Exercise tasks:
A. Return everything from "Re-implementing the N2T" down to "Python package." in the post on re-implementing the N2T ARK resolver.
B. In the post on re-implementing the N2T ARK resolver, which museum corresponds to the provider 53355?
C. Using the post on re-implementing the N2T ARK resolver, explain in one to three sentences how the ARK ark:/53355/cl010277627 can be read like a CURIE.

Selected passage:
★ ★ ★

Re-implementing the N2T ARK Resolver
Archival Resource Keys (ARKs) are flavor of persistent identifiers
like DOIs, URNs, and Handles that have the benefit of being free, flexible with what
metadata gets attached, and natively able to resolve to web pages. Name-to-Thing (N2T)
implements a resolver for a variety of ARKs, so this blog post is about how that resolver can be
re-implemented with the curies
Python package.
In a lot of ways, ARKs look and act like CURIEs. For example, ark:/53355/cl010277627
could be interpreted
as having the prefix ark
and the local unique identifier /53355/cl010277627
. The first part of each ARK
between the first two slashes corresponds to the provider. In this example, 53355
corresponds to the
Louvre museum in Paris, France and cl010277627
is the local unique identifier
corresponding to the Vénus de Milo statue.

★ ★ ★

Records:

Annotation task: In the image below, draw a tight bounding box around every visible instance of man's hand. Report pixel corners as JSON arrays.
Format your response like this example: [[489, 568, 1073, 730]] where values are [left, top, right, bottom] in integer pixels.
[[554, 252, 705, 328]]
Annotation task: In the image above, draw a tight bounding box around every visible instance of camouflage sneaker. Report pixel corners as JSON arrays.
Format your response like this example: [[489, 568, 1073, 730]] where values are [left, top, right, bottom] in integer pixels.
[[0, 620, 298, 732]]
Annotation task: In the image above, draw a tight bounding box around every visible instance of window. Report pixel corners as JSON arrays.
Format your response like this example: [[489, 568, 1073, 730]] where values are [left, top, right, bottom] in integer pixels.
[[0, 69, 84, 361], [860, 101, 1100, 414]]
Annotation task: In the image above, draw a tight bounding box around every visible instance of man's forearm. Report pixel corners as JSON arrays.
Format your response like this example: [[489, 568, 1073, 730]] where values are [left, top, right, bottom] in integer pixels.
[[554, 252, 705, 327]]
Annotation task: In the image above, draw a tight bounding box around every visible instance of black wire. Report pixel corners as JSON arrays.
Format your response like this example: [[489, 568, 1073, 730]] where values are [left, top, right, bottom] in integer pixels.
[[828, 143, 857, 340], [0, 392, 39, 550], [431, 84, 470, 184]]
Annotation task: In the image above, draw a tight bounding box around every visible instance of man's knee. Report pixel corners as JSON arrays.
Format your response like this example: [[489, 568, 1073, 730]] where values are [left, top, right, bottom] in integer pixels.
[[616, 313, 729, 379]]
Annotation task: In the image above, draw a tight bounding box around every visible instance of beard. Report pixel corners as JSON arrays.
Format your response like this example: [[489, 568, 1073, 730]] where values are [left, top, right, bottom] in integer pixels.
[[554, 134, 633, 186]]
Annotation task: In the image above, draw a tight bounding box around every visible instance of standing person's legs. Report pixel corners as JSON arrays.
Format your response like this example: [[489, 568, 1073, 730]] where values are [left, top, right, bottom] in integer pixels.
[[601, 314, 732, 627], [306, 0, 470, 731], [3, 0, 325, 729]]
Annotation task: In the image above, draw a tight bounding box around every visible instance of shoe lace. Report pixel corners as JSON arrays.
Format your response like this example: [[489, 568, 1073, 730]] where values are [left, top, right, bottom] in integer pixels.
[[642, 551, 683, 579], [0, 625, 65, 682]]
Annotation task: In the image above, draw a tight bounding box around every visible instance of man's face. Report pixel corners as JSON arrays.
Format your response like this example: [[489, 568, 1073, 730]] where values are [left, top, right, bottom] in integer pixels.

★ ★ ★

Per-task outputs:
A.
Re-implementing the N2T ARK Resolver
Archival Resource Keys (ARKs) are flavor of persistent identifiers
like DOIs, URNs, and Handles that have the benefit of being free, flexible with what
metadata gets attached, and natively able to resolve to web pages. Name-to-Thing (N2T)
implements a resolver for a variety of ARKs, so this blog post is about how that resolver can be
re-implemented with the curies
Python package.

B. The Louvre museum in Paris, France.

C. It can be read as having the prefix ark and the local unique identifier /53355/cl010277627. The first part between the first two slashes, 53355, corresponds to the provider, the Louvre museum. The remaining part, cl010277627, is the local unique identifier for the Vénus de Milo statue.